* [PROVIDED MATERIAL]:
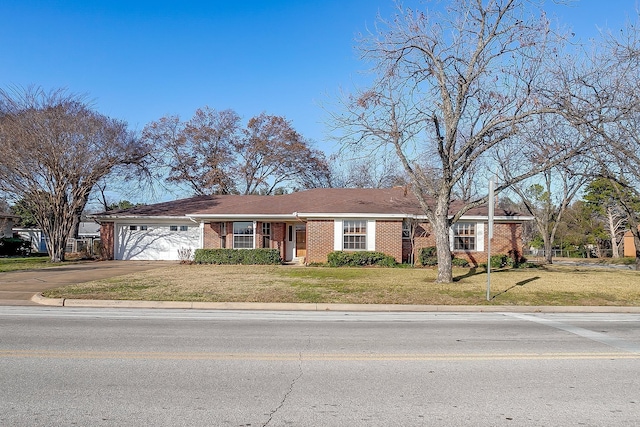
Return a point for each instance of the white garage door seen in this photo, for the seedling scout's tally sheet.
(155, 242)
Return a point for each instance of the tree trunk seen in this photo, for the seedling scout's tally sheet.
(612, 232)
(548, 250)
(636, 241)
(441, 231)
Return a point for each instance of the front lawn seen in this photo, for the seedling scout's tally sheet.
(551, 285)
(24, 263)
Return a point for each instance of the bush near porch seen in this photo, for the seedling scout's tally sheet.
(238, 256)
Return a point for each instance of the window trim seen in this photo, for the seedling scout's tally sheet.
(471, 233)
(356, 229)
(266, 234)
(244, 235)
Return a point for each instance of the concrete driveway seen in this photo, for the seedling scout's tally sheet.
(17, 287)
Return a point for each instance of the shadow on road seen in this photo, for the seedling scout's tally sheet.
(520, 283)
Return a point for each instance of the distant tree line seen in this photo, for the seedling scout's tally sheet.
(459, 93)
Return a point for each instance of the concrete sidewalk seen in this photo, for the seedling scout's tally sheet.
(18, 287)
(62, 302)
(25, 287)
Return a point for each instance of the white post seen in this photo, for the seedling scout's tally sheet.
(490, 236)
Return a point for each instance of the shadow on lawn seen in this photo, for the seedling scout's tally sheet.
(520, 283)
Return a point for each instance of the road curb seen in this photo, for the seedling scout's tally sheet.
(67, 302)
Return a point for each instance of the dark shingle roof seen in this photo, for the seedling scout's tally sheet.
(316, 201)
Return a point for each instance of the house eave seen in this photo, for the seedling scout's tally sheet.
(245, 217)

==

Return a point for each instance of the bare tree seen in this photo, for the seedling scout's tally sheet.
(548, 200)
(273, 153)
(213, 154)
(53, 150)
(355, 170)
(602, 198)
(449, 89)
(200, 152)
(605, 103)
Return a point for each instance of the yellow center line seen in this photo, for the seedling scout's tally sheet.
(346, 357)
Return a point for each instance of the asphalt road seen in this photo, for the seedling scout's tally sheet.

* * *

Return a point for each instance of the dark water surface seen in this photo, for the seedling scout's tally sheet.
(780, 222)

* [EXERCISE DESCRIPTION]: Write out everything from the line containing "Return a point for each instance of the yellow" down to the line containing "Return a point for each instance of the asphalt", requests included, and nothing else. Rescale each point coordinate in the answers by multiplying it by 0.75 and rounding to a whole number, with halves rounded up.

* [ANSWER TO THIS EXERCISE]:
Return a point for each instance of the yellow center line seen in this photo, for the seedling scout's tally sheet.
(260, 268)
Return a point for each instance of the asphalt road seen in this photo, for the seedling scout's tally sheet.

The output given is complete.